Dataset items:
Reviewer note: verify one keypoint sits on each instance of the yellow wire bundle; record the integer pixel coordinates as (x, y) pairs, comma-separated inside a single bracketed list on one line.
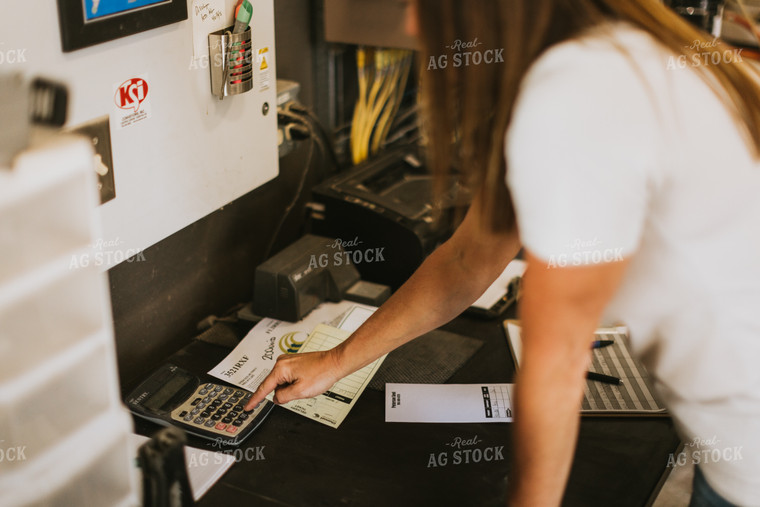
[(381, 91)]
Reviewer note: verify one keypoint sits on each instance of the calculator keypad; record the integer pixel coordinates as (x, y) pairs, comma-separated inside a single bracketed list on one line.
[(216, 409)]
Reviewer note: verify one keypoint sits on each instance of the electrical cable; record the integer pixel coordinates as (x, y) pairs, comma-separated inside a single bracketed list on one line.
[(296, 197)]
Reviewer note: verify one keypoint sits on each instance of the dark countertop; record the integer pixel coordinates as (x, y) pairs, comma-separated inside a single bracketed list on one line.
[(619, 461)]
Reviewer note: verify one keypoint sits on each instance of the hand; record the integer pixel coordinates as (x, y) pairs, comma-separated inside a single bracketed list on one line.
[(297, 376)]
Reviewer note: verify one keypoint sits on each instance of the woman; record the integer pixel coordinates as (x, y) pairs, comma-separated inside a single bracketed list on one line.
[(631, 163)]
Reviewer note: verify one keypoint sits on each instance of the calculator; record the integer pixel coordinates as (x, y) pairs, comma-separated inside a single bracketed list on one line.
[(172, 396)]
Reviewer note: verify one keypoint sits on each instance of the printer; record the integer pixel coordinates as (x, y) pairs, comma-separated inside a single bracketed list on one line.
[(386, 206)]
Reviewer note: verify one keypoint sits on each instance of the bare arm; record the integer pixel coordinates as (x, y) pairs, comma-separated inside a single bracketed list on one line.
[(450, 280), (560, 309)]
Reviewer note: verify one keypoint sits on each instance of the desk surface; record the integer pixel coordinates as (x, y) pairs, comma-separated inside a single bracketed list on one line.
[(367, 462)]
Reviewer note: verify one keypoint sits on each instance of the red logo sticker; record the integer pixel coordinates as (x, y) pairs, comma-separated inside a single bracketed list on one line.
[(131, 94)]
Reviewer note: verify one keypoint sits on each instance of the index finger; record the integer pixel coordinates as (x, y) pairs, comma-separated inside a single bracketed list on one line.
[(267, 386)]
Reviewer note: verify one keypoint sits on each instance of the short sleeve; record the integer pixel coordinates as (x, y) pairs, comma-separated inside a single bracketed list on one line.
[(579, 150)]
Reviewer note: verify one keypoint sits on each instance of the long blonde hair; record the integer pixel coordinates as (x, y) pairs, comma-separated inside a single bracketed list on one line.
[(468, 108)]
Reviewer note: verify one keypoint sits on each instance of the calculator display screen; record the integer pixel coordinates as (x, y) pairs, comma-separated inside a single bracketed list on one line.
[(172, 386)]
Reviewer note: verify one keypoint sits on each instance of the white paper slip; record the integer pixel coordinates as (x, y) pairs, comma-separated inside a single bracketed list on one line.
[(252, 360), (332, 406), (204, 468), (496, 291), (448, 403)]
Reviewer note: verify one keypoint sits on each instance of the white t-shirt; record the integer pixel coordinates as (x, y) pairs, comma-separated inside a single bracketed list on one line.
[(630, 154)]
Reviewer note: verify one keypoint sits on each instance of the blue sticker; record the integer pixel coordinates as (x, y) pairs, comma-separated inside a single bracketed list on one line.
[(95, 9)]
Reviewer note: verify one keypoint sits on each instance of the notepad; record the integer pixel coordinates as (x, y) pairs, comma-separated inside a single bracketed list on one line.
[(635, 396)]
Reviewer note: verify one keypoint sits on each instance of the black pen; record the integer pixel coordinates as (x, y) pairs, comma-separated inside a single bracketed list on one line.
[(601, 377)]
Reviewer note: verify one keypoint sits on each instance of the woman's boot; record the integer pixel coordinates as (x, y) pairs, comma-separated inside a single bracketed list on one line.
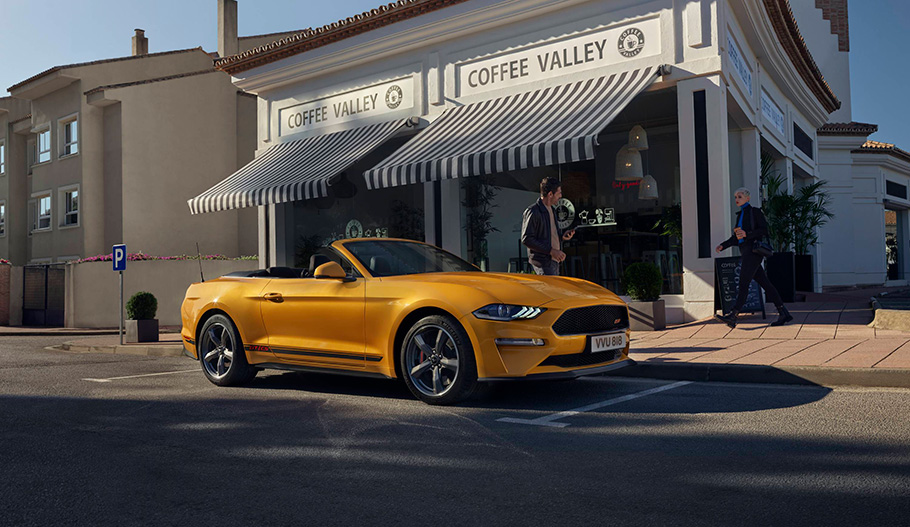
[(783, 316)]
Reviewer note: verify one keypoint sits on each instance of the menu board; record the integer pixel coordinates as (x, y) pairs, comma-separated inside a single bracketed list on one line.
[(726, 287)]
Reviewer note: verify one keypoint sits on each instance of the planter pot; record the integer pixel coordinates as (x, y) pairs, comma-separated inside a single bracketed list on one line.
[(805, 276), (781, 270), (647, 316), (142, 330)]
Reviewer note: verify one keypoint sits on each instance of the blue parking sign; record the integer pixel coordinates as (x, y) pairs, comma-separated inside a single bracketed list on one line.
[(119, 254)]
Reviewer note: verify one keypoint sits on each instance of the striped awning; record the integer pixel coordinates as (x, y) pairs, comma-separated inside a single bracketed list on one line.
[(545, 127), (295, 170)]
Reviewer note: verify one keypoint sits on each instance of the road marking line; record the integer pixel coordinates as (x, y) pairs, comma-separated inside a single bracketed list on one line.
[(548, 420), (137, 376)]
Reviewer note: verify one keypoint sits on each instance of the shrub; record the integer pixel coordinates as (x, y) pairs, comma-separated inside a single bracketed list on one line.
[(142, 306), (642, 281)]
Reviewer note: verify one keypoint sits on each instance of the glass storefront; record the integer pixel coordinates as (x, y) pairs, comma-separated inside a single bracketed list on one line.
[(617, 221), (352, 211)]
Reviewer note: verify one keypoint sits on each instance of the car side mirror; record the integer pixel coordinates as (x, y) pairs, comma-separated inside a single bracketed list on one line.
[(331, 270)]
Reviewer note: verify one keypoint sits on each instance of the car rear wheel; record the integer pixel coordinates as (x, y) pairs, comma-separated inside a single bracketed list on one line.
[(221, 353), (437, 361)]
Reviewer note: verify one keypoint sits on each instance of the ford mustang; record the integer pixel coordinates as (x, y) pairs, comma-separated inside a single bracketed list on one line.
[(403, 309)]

--- Exercise goal ---
None of the pictures belongs in the answer, but all the entries must be repeated exactly.

--- Solution to the problem ---
Reviewer note: verify one keypoint sits on each instance of the yellow wire bundle; record the integer pixel coordinates as (x, y) pairs, comma-separated inside a single bracketed list on one line.
[(381, 91)]
Reviewer note: verify one keypoint sits on each instance of the calculator keypad; record the integer pixel coordinates as (x, y) pairs, comma-separated inside a single bracketed list on one line.
[(216, 409)]
Reviewer note: verify one keypoint sits on each instance of the electrical cable; record the integer pixel coordinates as (x, y) pairs, comma-separated inside a single bracketed list on one line.
[(296, 197)]
Reviewer note: verify one keypoint sits on each instance of the dark countertop; record the integer pixel coordinates as (x, y) pairs, comma-separated inside a single bracketed list on one line.
[(619, 461)]
Reviewer note: verify one keypoint sits on each instance of the hand; record the integer pixel coordinates as (x, y) pairs, comma-separated inside a single bracketed list on one line.
[(297, 376)]
Reviewer note: verify one keypoint sits on each instance of the woman; record the integer pixel coordinates as (x, y) pairs, comma-separated inside a single bracketed list on one line.
[(631, 163)]
Reviewer note: verify one keypoint sits on each instance of the calculator; record the integer pixel coordinates as (x, y) pairs, comma-separated inside a single bracketed list on one line.
[(172, 396)]
Reviewer note: verify one keypoint sits on each instance of the printer; record the integer pixel coordinates as (x, y) pairs, comma-separated inside a single bracketed list on one line.
[(386, 206)]
Reviewer note: verify one keypoint sits on each instance of the bare arm; record the integer pixel coordinates as (x, y) pairs, comma-separated inside a single bracketed list on one line.
[(450, 280), (560, 309)]
Reviewer note: verify one keypoint sits on each instance of the desk surface; record the integer pixel coordinates as (x, y) pairs, comma-separated inside a single bracketed list on one line.
[(367, 462)]
Reviewer note: verify one keypoint sits on each instance of the red logo sticker; record the integer pixel coordinates as (x, y) pairs, comma-separated inside a single bracketed list on one line.
[(131, 94)]
Reviewer note: verify one keypoint sits on each instance of the index finger; record the integer pixel coordinates as (x, y) pairs, comma-separated inside a single bracketed list on one line.
[(267, 386)]
Reviewer note: verify one keypoint sits on each instance of the short sleeve; record the integer pixel coordinates as (x, y) pairs, comma-separated inside a single bracketed list on one line.
[(579, 150)]
Reviewer note: verify one keypoint sits on each instance of the long blonde hair; record the integer pixel coordinates as (x, y) pairs, comma-separated inside a single bracketed list on one line.
[(468, 108)]
Reviewer note: verify one keypoint sits on each instance of the calculator display screen; record the integer pixel coordinates as (x, y) pairs, comma-separated inside a single bracketed list on one line.
[(172, 386)]
Reviewer note: verify one keypoint sits on each instance of the white paper slip; record the integer pixel coordinates as (x, y) pairs, comma-separated inside a single bracketed list on one line.
[(252, 360), (332, 406), (204, 468), (496, 291), (448, 403)]
Reviewer note: verify one keypoint sits on each instance of the white t-shirt; record the integer pixel coordinates as (x, y) pairs, comma-separated inside a single bracketed list on one line.
[(630, 154)]
Reviewer note: verify one keypoint sits on each instance of the blue sticker; record the integer pixel coordinates as (x, y) pairs, comma-separated inside a single bracketed list on one line.
[(95, 9)]
Reviewer note: verify one keypoint sits on each instance of the notepad; record the integer pixel coordinates as (x, y) pairs, comma-separated inside a single bracketed list on one line.
[(635, 396)]
Reviewer note: verify one keypoint sits on each instance of the black pen; record the integer pixel coordinates as (x, y) pairs, comma-separated inside a single bracketed list on one line.
[(601, 377)]
Reviewer note: verify one keypoint sits on each instance of the woman's boot; record the integer pixel coordinates as (x, y) pairs, comma-separated inside a single bracketed list on one line.
[(783, 316)]
Reviewer note: verify one keypoint sits on each instance of the menu board; record the integer pixel coordinates as (x, y) pairs, comma-separated inside a single bracketed list on one line.
[(726, 287)]
Reviewer note: verify one keypoint sits on each instance of the planter pot; record the integer pixel coordinates as (x, y) pairs, comma-separated inside a single bracketed list on one line.
[(805, 276), (781, 270), (647, 316), (142, 330)]
Reviewer note: verify one keypoint sits on each instance of the blue parking sign; record the integer pixel coordinates as (x, y) pairs, comma-separated inside a single bracketed list on one line.
[(119, 254)]
Reviewer note: verify one keypoint sits on each instance of the striped awning; record the integer pixel coordinates as (x, y) pairs, comma-separated inside a single bracketed list on one line.
[(545, 127), (295, 170)]
Reviewer note: verify one keypoint sits on each instance of the road marking line; record the integer pixel coordinates as (x, y) pairs, comma-separated inside a single bracketed list on one line.
[(548, 420), (137, 376)]
Reviewer note: verify one keypoint sits on each instance of the shrub; record the integer pixel coordinates as (x, y) pairs, comma-separated inside a single bracketed list on one line.
[(142, 306), (642, 281)]
Reviewer note: verify one keypoint sits on each instance of the glass storefront; record the integer pixel coordinates as (x, y) pairs, comma-separated inside a single bracketed list on one line.
[(617, 221), (352, 211)]
Reviewer note: verify one keypoint sits on each instance of the car side mirror; record the integer pixel coordinates as (x, y) pairs, comma-separated inside a single bracketed list on one line.
[(331, 270)]
Reviewer note: verify one keypoint sits on each instance of the car rear wheel; record the integer pixel coordinates as (x, y) pairs, comma-separated inside a single bracketed list on one line.
[(221, 353), (437, 361)]
Reviewer note: verify one keypoint sits on each instance of the ford mustang; record the integer pixel coordinates as (x, y) pairs, comma-separated inside a single bracketed list on one line.
[(403, 309)]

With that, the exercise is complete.